## EXERCISE OBJECTIVE
Please set out the material below as a Markdown table with the columns "No." and "Text," giving each line its own numbered row and skipping blank lines. Leave the pictures out of the table.

## PROVIDED DATA
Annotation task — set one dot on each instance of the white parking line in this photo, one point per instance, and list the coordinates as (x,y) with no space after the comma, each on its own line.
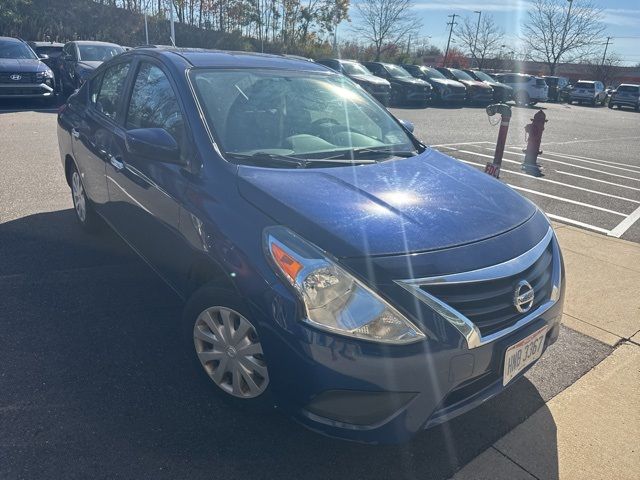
(604,162)
(568,200)
(577,223)
(597,180)
(545,159)
(450,144)
(547,180)
(624,225)
(582,160)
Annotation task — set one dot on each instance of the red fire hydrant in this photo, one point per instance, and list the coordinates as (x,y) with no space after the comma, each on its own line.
(533,134)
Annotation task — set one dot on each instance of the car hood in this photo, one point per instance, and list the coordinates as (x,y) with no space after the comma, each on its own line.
(446,82)
(410,81)
(21,65)
(475,83)
(369,79)
(424,203)
(87,65)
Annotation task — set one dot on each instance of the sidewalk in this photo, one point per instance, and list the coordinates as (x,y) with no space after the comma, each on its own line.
(591,430)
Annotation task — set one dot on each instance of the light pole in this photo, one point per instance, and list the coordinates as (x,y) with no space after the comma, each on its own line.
(564,32)
(475,41)
(451,23)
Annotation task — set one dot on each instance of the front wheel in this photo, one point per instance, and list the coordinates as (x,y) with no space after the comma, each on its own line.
(224,344)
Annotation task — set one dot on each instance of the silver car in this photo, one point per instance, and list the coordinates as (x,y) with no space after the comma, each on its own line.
(626,95)
(588,91)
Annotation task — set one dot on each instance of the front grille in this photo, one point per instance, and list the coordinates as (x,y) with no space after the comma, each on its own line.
(489,304)
(5,77)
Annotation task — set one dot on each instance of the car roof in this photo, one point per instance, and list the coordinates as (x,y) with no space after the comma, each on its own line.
(12,39)
(93,42)
(199,57)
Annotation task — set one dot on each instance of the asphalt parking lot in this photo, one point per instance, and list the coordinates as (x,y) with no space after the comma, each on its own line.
(590,157)
(91,384)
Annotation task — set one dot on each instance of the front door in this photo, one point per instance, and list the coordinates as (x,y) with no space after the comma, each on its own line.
(144,193)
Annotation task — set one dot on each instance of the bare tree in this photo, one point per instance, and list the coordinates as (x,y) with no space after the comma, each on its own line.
(480,41)
(383,22)
(553,33)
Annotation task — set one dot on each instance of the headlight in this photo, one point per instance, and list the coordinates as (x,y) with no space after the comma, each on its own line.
(335,300)
(46,74)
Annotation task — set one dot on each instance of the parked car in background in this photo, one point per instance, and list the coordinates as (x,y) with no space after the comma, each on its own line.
(501,92)
(588,91)
(376,86)
(527,89)
(78,60)
(445,90)
(331,263)
(558,91)
(404,87)
(477,92)
(48,52)
(626,95)
(22,73)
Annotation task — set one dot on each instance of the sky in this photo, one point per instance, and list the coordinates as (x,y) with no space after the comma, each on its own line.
(621,19)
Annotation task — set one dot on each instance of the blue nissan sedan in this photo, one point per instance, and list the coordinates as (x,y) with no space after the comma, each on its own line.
(332,265)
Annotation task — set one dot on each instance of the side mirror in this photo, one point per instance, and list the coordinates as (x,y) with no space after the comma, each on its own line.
(407,124)
(153,143)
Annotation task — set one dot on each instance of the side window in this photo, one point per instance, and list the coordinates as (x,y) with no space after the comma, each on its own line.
(154,104)
(110,90)
(94,88)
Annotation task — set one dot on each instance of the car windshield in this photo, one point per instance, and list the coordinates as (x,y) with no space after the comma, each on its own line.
(309,115)
(397,71)
(98,53)
(483,76)
(353,68)
(433,73)
(16,50)
(460,75)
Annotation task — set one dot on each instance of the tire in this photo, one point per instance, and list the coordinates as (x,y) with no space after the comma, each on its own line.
(522,98)
(210,316)
(82,206)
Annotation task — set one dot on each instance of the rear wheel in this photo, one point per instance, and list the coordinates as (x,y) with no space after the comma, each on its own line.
(85,214)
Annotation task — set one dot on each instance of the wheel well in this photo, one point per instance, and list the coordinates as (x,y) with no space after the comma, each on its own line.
(69,164)
(207,272)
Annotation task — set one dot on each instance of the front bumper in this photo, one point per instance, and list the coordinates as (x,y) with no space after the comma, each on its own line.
(26,90)
(384,394)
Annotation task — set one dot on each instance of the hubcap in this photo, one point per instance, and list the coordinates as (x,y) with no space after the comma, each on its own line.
(228,348)
(79,201)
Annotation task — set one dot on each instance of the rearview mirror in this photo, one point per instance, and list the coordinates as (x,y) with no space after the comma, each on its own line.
(154,144)
(407,124)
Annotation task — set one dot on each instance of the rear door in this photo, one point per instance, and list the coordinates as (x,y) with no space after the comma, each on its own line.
(144,193)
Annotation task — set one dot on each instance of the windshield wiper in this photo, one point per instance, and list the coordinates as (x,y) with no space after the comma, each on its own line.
(356,152)
(266,157)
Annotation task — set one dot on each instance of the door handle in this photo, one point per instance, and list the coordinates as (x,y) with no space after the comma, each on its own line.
(117,164)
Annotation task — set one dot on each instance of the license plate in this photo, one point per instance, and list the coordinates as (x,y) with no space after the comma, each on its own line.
(522,354)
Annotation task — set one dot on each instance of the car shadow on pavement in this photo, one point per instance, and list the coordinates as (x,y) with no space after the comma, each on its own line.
(93,384)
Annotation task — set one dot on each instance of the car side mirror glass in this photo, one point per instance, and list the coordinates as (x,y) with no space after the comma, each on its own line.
(407,124)
(153,143)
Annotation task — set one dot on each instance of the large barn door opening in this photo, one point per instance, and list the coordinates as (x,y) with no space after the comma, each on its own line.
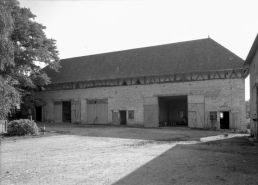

## WRITTEN RESPONSE
| No. | Text |
|---|---|
| 1 | Annotation task — set one dot on each instance of the white parking line in this photo, one point per instance, and list the coordinates as (x,y) with no space after the comma, each on its own line. |
| 2 | (604,162) |
| 3 | (568,200) |
| 4 | (577,223) |
| 5 | (597,180) |
| 6 | (545,159) |
| 7 | (450,144) |
| 8 | (547,180) |
| 9 | (624,225) |
| 10 | (582,160) |
| 11 | Annotation task — set one dot on each instance of the red fire hydrant in this photo, one point per instance, and list the coordinates as (x,y) with no space after the comma, each on its own line. |
| 12 | (533,134) |
| 13 | Annotation task — set one dot on each instance of the car hood in this photo, one point per instance, and list the coordinates as (x,y) with no space after the comma, each on its own line. |
| 14 | (446,82) |
| 15 | (410,81) |
| 16 | (21,65) |
| 17 | (475,83) |
| 18 | (369,79) |
| 19 | (424,203) |
| 20 | (87,65) |
| 21 | Annotation task — set one dot on each instance of the sidewalk in this photo, one point per instance, and list the coordinates as (x,y) with no space after the comma, each on its own line. |
| 22 | (591,430) |
| 23 | Annotation task — set one dot on each instance of the light pole in this photo, one point per instance, and list the coordinates as (x,y) with no space after the comma, each on its own line. |
| 24 | (564,32) |
| 25 | (475,41) |
| 26 | (451,23) |
| 27 | Annotation task — set one dot on each instance of the front wheel in this photo, one point per instance, and list the coordinates as (x,y) with no space after the comma, each on its own line. |
| 28 | (224,344) |
| 29 | Annotation task — set one dot on each instance of the silver car in this photo, one point per instance, and list the coordinates as (x,y) with no space after the comma, each on its own line. |
| 30 | (626,95) |
| 31 | (588,91) |
| 32 | Annotation task — set one dot on each instance of the front grille in this photo, one point per instance, and list the coordinates as (x,y) with no space after the comma, each on its own line. |
| 33 | (489,304) |
| 34 | (5,77) |
| 35 | Annotation task — set one dot on each instance of the car roof in this photo, one point per instance, and list the coordinates as (x,y) with no space after the comma, each on its own line. |
| 36 | (12,39) |
| 37 | (93,42) |
| 38 | (199,57) |
| 39 | Annotation task — set one dot on each instance of the asphalt parking lot in this photo, one point per instance, and list the coordinates as (x,y) with no space after the comma, each on its own line. |
| 40 | (590,157) |
| 41 | (91,384) |
| 42 | Annotation task — set one dot on each instance of the front door in this photo, one point per instance, and list the coordinates as (x,y) with no space after the comma, each on its own line. |
| 43 | (144,193) |
| 44 | Annotation task — set one dot on each instance of the bare tree in this photo, one point per instance, and list the coordinates as (x,y) with no space after the comma, each on its own line. |
| 45 | (480,41) |
| 46 | (383,22) |
| 47 | (553,33) |
| 48 | Annotation task — set one dot on each instance of the headlight in this photo, one point per instance, and list the coordinates as (x,y) with no space after the comma, each on its own line. |
| 49 | (335,300) |
| 50 | (46,74) |
| 51 | Annotation task — set one dot on each instance of the parked car in background in this photo, one point per instance, and list the coordinates as (x,y) with no space after the comma, each on its own line. |
| 52 | (501,92) |
| 53 | (588,91) |
| 54 | (376,86) |
| 55 | (527,89) |
| 56 | (78,60) |
| 57 | (445,90) |
| 58 | (331,263) |
| 59 | (558,91) |
| 60 | (404,87) |
| 61 | (477,92) |
| 62 | (48,52) |
| 63 | (626,95) |
| 64 | (22,73) |
| 65 | Annotation task — set one dot on each instance of the sky in this photo, one point per instance, and list the coordinates as (x,y) with no space after the comma, each on its own line. |
| 66 | (621,19) |
| 67 | Annotation task — set one dot on each instance of the blue nissan sedan in this photo, one point per instance, and list the coordinates as (x,y) with no space after the comma, each on its own line. |
| 68 | (332,265) |
| 69 | Annotation task — set one dot on each instance of the side mirror in this photo, one point per instance, and list the coordinates as (x,y) with no space after the comma, each on its own line. |
| 70 | (407,124) |
| 71 | (153,143) |
| 72 | Annotation task — set one dot on each instance of the side window in this photo, one point per instance, and list the coordinates as (x,y) with no space after the comma, each on its own line. |
| 73 | (154,104) |
| 74 | (110,90) |
| 75 | (94,88) |
| 76 | Annotation task — set one dot on each instance of the car windshield in this photo, one point per instance, and list the coordinates as (x,y) with no space after the comma, each on its own line. |
| 77 | (309,115) |
| 78 | (397,71) |
| 79 | (98,53) |
| 80 | (483,76) |
| 81 | (353,68) |
| 82 | (433,73) |
| 83 | (16,50) |
| 84 | (460,75) |
| 85 | Annotation task — set one dot on each instance of the tire in this photo, one point per instance, and list the coordinates as (x,y) with no space after the comma, each on its own line. |
| 86 | (522,98) |
| 87 | (210,316) |
| 88 | (82,206) |
| 89 | Annotation task — set one dot on each instance of the rear wheel in this photo, one point per instance, and list the coordinates as (x,y) with no space after the comma, each on its own line. |
| 90 | (85,214) |
| 91 | Annotation task — set one dot on each instance of the wheel well in this photo, one point per instance, and list the coordinates as (x,y) with no space after the comma, each on its own line. |
| 92 | (69,164) |
| 93 | (207,272) |
| 94 | Annotation task — set one dot on each instance of the front bumper in this photo, one point per instance, and list the coordinates as (x,y) with no space after the comma, each on its own line. |
| 95 | (26,90) |
| 96 | (384,394) |
| 97 | Annotation task — set one dot on each instance of the hubcap in this photo, one point per instance, and list the coordinates as (x,y) with no space after the comma, each on its own line. |
| 98 | (228,348) |
| 99 | (79,201) |
| 100 | Annotation task — set one dot on each instance of the rearview mirror in this photo, one point per instance, and list the coordinates as (x,y) with no space after the comma, each on its own line. |
| 101 | (154,144) |
| 102 | (407,124) |
| 103 | Annotation task — set one dot on each instance of the rear door in this photo, one point per instance, and list the coordinates as (x,y) with no space after the comma, each on its own line. |
| 104 | (144,193) |
| 105 | Annotation task — set one dot on each instance of the windshield wiper in this photo, one point per instance, and list the coordinates as (x,y) with no space after the comma, each on its own line. |
| 106 | (356,152) |
| 107 | (266,157) |
| 108 | Annotation task — set one dot on each instance of the door handle in this photo, one point per instance, and list the coordinates as (x,y) with no space after the comma, each on its own line. |
| 109 | (117,164) |
| 110 | Annotation task — set one dot on each instance of the license plate in this photo, one point per instance, and list the coordinates as (x,y) with no space after the comma, each on its own line. |
| 111 | (522,354) |
| 112 | Annotation task — set one dot on each instance of the car shadow on pavement in this photo, one point per instance, and list the coordinates as (x,y) with no space after the comma, each on its own line. |
| 113 | (93,384) |
| 114 | Annotation task — set one dot on each instance of the car side mirror glass in this photo, one point per instance, and list the coordinates as (x,y) with no space after the comma, each on its own line. |
| 115 | (407,124) |
| 116 | (153,143) |
| 117 | Annotation task — set one dot on each instance of the large barn door opening in this photo, one point per instance, and list the coordinates as (x,y) with no space after the comma, each on its own line. |